— RECORDS SHOWN —
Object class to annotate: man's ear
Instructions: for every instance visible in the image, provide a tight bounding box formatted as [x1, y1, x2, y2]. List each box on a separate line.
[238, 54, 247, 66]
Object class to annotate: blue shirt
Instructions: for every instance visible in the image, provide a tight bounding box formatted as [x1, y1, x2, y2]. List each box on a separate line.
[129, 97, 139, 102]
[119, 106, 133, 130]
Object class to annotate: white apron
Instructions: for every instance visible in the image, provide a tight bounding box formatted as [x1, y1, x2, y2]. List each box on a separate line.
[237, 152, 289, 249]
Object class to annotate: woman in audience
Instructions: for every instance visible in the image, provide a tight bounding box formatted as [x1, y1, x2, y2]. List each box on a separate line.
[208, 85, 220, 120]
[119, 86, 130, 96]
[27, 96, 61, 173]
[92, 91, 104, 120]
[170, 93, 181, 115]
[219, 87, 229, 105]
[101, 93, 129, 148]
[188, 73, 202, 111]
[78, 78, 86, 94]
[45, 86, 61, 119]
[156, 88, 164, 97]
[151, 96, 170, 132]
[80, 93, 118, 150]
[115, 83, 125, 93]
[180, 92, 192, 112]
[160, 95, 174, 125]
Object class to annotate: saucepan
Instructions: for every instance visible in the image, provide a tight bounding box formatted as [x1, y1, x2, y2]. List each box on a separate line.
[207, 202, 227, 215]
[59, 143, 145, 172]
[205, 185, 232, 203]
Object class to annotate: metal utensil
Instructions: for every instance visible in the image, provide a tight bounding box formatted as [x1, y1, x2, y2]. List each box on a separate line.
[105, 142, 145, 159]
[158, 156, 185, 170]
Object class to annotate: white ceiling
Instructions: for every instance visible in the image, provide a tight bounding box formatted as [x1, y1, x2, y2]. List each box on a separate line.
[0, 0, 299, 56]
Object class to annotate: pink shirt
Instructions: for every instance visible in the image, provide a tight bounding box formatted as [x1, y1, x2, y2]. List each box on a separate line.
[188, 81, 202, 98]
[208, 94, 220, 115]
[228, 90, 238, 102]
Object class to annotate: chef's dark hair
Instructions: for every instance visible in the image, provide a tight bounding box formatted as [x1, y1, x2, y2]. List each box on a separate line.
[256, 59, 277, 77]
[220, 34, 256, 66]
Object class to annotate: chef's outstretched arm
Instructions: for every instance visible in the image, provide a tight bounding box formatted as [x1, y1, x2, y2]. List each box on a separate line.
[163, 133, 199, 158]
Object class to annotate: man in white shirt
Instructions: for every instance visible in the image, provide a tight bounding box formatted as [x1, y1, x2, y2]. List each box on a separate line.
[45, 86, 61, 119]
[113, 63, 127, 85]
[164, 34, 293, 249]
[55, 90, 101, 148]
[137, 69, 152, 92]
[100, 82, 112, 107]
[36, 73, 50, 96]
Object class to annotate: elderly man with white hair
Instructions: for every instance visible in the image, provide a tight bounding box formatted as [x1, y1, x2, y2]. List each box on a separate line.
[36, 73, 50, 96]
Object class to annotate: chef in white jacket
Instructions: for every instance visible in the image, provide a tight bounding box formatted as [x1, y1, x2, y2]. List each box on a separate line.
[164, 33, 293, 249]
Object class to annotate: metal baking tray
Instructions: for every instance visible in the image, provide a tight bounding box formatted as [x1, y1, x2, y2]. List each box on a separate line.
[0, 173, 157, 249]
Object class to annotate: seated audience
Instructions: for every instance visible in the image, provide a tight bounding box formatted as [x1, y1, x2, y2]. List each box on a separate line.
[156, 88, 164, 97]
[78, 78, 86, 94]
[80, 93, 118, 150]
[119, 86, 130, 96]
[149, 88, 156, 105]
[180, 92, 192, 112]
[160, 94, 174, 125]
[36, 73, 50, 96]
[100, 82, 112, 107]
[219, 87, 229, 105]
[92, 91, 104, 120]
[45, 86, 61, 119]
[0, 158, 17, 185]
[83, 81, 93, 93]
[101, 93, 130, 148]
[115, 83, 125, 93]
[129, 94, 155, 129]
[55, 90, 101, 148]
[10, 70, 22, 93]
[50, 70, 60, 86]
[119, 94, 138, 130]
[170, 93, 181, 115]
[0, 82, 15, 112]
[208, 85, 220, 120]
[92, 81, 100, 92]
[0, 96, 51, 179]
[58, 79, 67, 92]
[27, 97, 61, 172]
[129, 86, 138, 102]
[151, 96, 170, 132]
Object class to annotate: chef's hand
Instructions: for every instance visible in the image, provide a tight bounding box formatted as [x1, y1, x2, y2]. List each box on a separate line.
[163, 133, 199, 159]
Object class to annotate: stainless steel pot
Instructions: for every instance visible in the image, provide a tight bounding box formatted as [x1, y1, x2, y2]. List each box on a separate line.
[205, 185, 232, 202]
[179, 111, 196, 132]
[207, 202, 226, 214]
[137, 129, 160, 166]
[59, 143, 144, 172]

— ASSIGNED TASK —
The listing must be repeated in full, with nothing altered.

— SOLUTION —
Object class to annotate: man's ear
Instructions: for every instance visible in the image, provide a tight bounding box formatted as [x1, y1, x2, y2]. List each box on a separate line.
[238, 54, 247, 66]
Object class to annotate: blue shirt
Instructions: for every instance visible in the image, provide a tight bounding box formatted as [x1, y1, x2, y2]. List each box on a separate line.
[129, 97, 139, 102]
[119, 106, 133, 130]
Object class to annotate: white apron
Instructions: for every instance visible in the image, provide a tight bounding box formatted as [x1, y1, x2, y2]. List each box on a separate line.
[237, 152, 289, 249]
Object class to annotate: woman in audience
Instructions: for every instance visible in the image, provide a tight bounding box formatted as [x1, y1, x2, y2]. List each box on a separate line.
[208, 85, 220, 120]
[119, 86, 130, 96]
[27, 96, 61, 173]
[92, 91, 104, 120]
[170, 93, 181, 115]
[219, 87, 229, 105]
[101, 93, 129, 148]
[188, 73, 202, 111]
[78, 78, 86, 94]
[45, 86, 61, 119]
[156, 88, 164, 97]
[151, 96, 170, 132]
[80, 93, 118, 150]
[115, 83, 125, 93]
[180, 92, 192, 112]
[160, 95, 174, 125]
Object class to annotate: saucepan
Instructions: for every instance visible in the image, provide a tight bounding box formatted as [x1, y1, x2, y2]. List each box on a separate line.
[207, 202, 227, 215]
[59, 143, 145, 172]
[205, 185, 232, 203]
Object class to annotate: metal utensil
Instructions: for every instance visible in the image, provide a tight bounding box formatted as [x1, y1, x2, y2]. List each box on a separate line.
[105, 142, 145, 159]
[158, 156, 185, 170]
Object class to annotate: white ceiling
Instructions: for every instance visible in the image, provide a tight bounding box formatted as [x1, y1, x2, y2]. List each box on a separate line.
[0, 0, 299, 56]
Object class to annotate: pink shirt
Instructions: for every instance visible in the image, provide a tight bounding box formatted as [x1, y1, x2, y2]. List each box on a separate line.
[188, 81, 202, 98]
[208, 94, 220, 115]
[228, 90, 238, 102]
Object class to annotate: chef's dark hair
Instructions: for every instance visible in the image, provide a tight bounding box formatted as [x1, y1, x2, y2]. List each box on a separate line.
[256, 59, 277, 77]
[220, 34, 256, 66]
Object class to annotate: chef's outstretched arm
Instructions: for every instance visible in the image, provide a tight bounding box formatted as [x1, y1, x2, y2]. List each box on a separate line.
[163, 133, 199, 158]
Object class to annotate: man in white shirt
Instructions: for every instance visible in the image, provide a tight bounding box formatted as [x1, y1, x2, y2]. List each box on a separate line.
[45, 86, 61, 119]
[113, 63, 127, 85]
[164, 34, 293, 249]
[55, 90, 101, 148]
[137, 69, 152, 92]
[100, 82, 112, 107]
[36, 73, 50, 96]
Object class to annotate: elderly man with white hair
Instructions: for every instance visible in the image, provide a tight bounding box formatted as [x1, y1, x2, y2]. List each box on a separate line.
[36, 73, 50, 96]
Object class to annotate: chef in white jacket
Instructions: for every instance visible in the image, provide a tight bounding box formatted as [x1, y1, x2, y2]. List each box on a separate line.
[164, 33, 293, 249]
Object class to annotate: metal baking tray
Instructions: for every instance visible in the image, provide a tight bounding box formatted as [x1, y1, x2, y2]. List each box on a separate line.
[0, 173, 157, 249]
Object class to annotate: seated audience
Instructions: for every instance visible in the image, provide a tight bounding box formatted as [x1, y1, x2, y2]. List each box on a separate line.
[156, 88, 164, 97]
[78, 78, 86, 94]
[80, 93, 118, 150]
[119, 86, 130, 96]
[149, 88, 156, 105]
[180, 92, 192, 112]
[160, 94, 174, 125]
[36, 73, 50, 96]
[100, 82, 112, 107]
[219, 87, 229, 105]
[92, 91, 104, 120]
[45, 86, 61, 119]
[0, 158, 17, 185]
[83, 81, 93, 93]
[101, 93, 130, 148]
[115, 83, 125, 93]
[129, 94, 155, 129]
[55, 90, 101, 148]
[10, 70, 22, 93]
[50, 70, 60, 86]
[119, 94, 138, 130]
[170, 93, 181, 115]
[0, 82, 15, 112]
[208, 85, 220, 120]
[92, 81, 100, 92]
[0, 96, 51, 179]
[58, 79, 67, 92]
[27, 97, 61, 172]
[129, 86, 138, 102]
[151, 96, 170, 132]
Object class to annotate: chef's hand
Instructions: for every instance visible in the image, provide a tight bounding box formatted as [x1, y1, x2, y2]. List each box on a separate line.
[163, 133, 199, 159]
Object class to annotate: stainless steel pot
Instructions: for every instance visible in the image, provide a tight bounding box formatted as [x1, y1, x2, y2]. List each box on a separate line.
[205, 185, 232, 202]
[179, 111, 196, 132]
[207, 202, 226, 214]
[137, 129, 160, 166]
[59, 143, 144, 172]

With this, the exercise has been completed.